22-23ヨーロッパリーグ グループステージ6回戦。アウェイ、レアレ・アレーナでレアル・ソシエダと対戦したユナイテッド。グループステージを首位突破するためには2点以上が必要なユナイテッドは、17分にガルナチョの公式戦初ゴールで先制し、最高のスタートを切ります。しかし、的確なプレスと安定したボール保持で徐々にソシエダがペースを握り、前半終了間際にはゴロサベルのミドルシュートがユナイテッドゴールを襲います。しかしこのシュートとそのこぼれ球に詰めたパブロ・マリンのシュートはデ・ヘアがビッグセーブ。失点を回避します。後半に入り58分、テンなハーグ監督は事態を打開するためラッシュフォードとマクトミネイを投入。システムを3-3-3-1に変更します。しかし、その後はソシエダがファールを受ける回数が増え、プレーが度々中断。時間だけが過ぎていきます。どうしてももう1点がほしいユナイテッドは82分にマグワイアを入れて前線に配置。パワープレーに出ます。90分にはカゼミーロに決定機が訪れますが、オフサイド判定。最後までゴールを目指しましたが試合はそのまま0-1でユナイテッドが勝利。しかしながら得失点差でグループ2位という結果に終わりました

*試合のハイライトはこちら

今回はこの試合を5つのトピックスで振り返ります!

以下項目です。

*提供資料*.
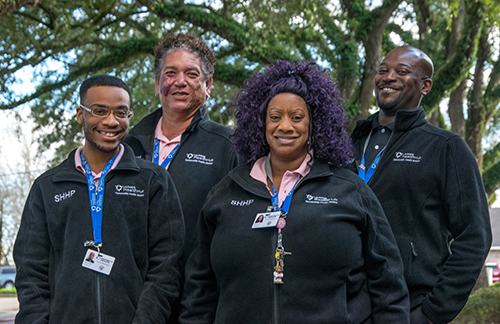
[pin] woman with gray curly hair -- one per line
(293, 236)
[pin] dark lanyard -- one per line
(96, 196)
(156, 154)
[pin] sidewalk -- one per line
(8, 308)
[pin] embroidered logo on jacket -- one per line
(406, 157)
(242, 203)
(128, 191)
(64, 196)
(199, 158)
(310, 199)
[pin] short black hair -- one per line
(187, 42)
(102, 80)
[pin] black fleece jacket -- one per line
(203, 158)
(344, 266)
(142, 227)
(429, 185)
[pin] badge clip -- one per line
(93, 244)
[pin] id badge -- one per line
(268, 219)
(99, 262)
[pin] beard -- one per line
(104, 149)
(387, 105)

*実施する課題*.
**A.** ページ抜粋によると、ユナイテッドは何分に誰のゴールで先制したか。
**B.** ページ抜粋の「22-23ヨーロッパリーグ グループステ」から「今回はこの試合を5つのトピックスで振り返ります!」までを、両端を含めてそのまま書き写すこと。

*各課題の解答*.
**A.** 17分、ガルナチョの公式戦初ゴールで先制した。

**B.**
22-23ヨーロッパリーグ グループステージ6回戦。アウェイ、レアレ・アレーナでレアル・ソシエダと対戦したユナイテッド。グループステージを首位突破するためには2点以上が必要なユナイテッドは、17分にガルナチョの公式戦初ゴールで先制し、最高のスタートを切ります。しかし、的確なプレスと安定したボール保持で徐々にソシエダがペースを握り、前半終了間際にはゴロサベルのミドルシュートがユナイテッドゴールを襲います。しかしこのシュートとそのこぼれ球に詰めたパブロ・マリンのシュートはデ・ヘアがビッグセーブ。失点を回避します。後半に入り58分、テンなハーグ監督は事態を打開するためラッシュフォードとマクトミネイを投入。システムを3-3-3-1に変更します。しかし、その後はソシエダがファールを受ける回数が増え、プレーが度々中断。時間だけが過ぎていきます。どうしてももう1点がほしいユナイテッドは82分にマグワイアを入れて前線に配置。パワープレーに出ます。90分にはカゼミーロに決定機が訪れますが、オフサイド判定。最後までゴールを目指しましたが試合はそのまま0-1でユナイテッドが勝利。しかしながら得失点差でグループ2位という結果に終わりました

*試合のハイライトはこちら

今回はこの試合を5つのトピックスで振り返ります!